YOUR INSTRUCTIONS:
Locate every line in the material below that includes the word "chrome" and copy each of those lines.

PROVIDED RECORDS:
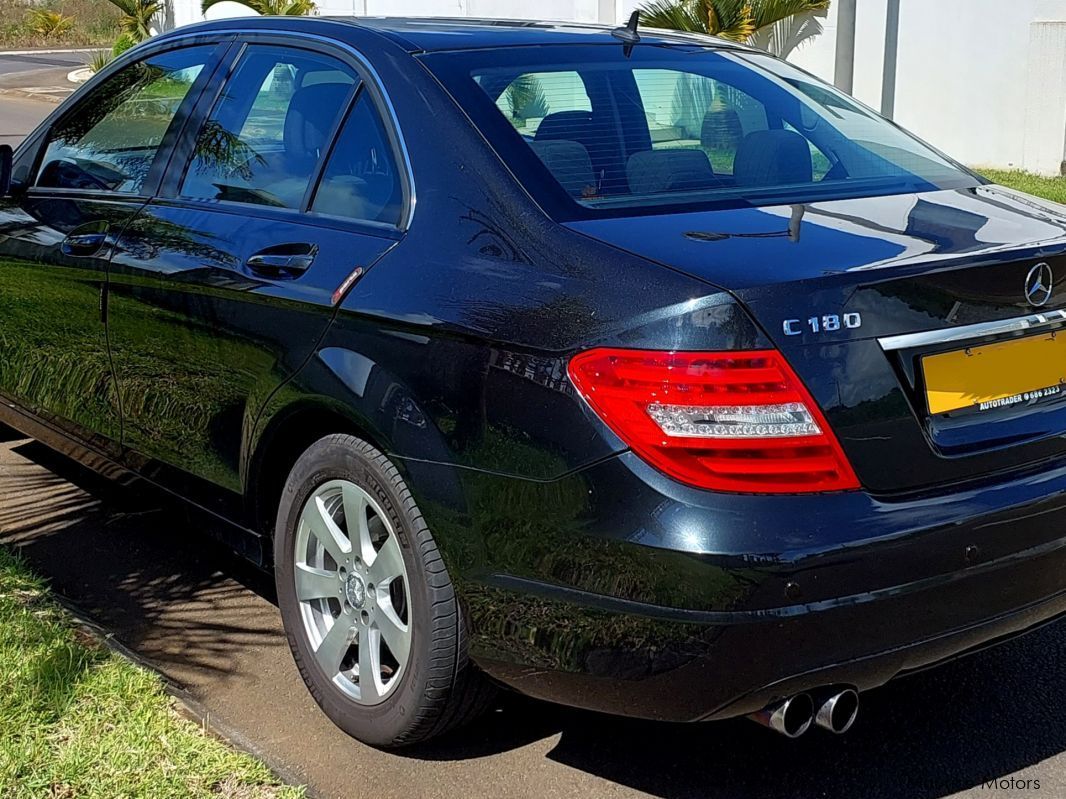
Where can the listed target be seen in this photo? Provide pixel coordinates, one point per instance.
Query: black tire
(440, 688)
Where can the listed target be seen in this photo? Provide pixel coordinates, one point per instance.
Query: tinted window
(531, 97)
(269, 129)
(112, 137)
(682, 126)
(360, 180)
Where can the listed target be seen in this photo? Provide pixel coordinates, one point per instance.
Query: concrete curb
(184, 704)
(30, 95)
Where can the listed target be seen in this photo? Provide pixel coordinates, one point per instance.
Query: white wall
(983, 80)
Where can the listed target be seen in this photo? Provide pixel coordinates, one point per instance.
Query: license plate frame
(1001, 374)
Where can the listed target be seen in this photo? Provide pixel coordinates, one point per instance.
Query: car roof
(432, 34)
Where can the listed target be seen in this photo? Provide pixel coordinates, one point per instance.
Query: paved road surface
(21, 63)
(207, 622)
(18, 116)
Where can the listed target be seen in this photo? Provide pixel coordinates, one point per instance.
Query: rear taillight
(724, 421)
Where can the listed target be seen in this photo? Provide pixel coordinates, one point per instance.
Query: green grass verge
(79, 721)
(1052, 189)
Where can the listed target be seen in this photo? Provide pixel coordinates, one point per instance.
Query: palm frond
(782, 37)
(271, 7)
(136, 16)
(739, 20)
(769, 12)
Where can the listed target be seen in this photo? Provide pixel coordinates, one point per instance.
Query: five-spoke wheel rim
(353, 591)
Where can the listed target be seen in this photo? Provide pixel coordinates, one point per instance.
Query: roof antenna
(628, 34)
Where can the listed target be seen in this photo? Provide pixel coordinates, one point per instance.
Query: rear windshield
(594, 132)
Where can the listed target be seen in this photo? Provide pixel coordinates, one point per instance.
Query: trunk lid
(844, 289)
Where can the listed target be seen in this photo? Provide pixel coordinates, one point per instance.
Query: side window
(689, 111)
(269, 128)
(113, 135)
(360, 180)
(531, 97)
(820, 162)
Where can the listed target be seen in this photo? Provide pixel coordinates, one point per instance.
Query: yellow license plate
(996, 375)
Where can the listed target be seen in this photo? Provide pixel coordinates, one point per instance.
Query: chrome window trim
(374, 83)
(966, 332)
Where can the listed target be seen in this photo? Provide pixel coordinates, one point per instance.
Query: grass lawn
(78, 721)
(1052, 189)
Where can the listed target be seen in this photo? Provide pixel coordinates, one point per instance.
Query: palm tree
(271, 7)
(136, 17)
(777, 26)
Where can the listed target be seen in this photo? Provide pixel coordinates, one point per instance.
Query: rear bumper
(652, 600)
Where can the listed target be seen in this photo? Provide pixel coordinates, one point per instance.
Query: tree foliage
(272, 7)
(778, 26)
(136, 16)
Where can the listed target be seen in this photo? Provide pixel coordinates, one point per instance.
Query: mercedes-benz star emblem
(1038, 283)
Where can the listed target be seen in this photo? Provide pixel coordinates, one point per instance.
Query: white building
(983, 80)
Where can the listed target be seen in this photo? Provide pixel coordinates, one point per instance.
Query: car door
(99, 161)
(223, 284)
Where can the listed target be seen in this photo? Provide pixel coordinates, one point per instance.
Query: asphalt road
(207, 622)
(11, 64)
(18, 116)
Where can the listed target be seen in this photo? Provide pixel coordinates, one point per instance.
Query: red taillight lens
(724, 421)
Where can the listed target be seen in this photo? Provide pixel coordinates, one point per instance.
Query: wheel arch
(280, 440)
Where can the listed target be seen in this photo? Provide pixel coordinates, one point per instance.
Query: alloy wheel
(353, 591)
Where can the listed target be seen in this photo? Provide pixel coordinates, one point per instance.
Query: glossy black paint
(586, 576)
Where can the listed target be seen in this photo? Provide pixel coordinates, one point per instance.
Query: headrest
(311, 114)
(773, 158)
(563, 125)
(568, 162)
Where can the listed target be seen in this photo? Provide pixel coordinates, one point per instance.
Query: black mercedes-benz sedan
(634, 371)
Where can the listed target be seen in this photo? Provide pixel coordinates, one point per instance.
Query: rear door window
(269, 130)
(113, 136)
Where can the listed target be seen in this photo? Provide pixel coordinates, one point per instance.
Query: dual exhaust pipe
(834, 710)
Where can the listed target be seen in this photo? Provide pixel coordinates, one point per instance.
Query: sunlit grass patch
(1052, 189)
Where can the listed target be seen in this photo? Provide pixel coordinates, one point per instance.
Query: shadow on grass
(167, 589)
(129, 558)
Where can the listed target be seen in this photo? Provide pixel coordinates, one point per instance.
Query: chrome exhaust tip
(838, 711)
(791, 717)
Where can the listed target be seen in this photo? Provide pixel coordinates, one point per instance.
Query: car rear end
(871, 482)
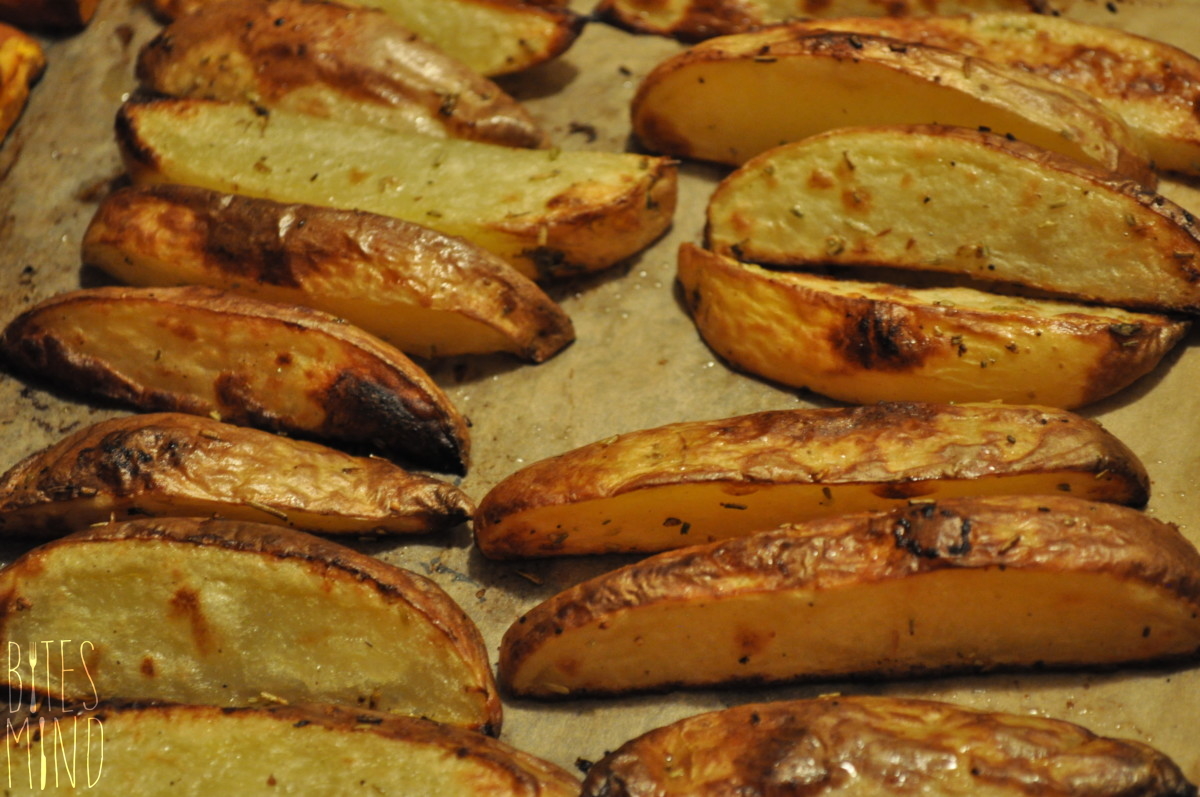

WRITTEN SOLUTION:
Query: chrome window trim
Query: chrome exhaust tip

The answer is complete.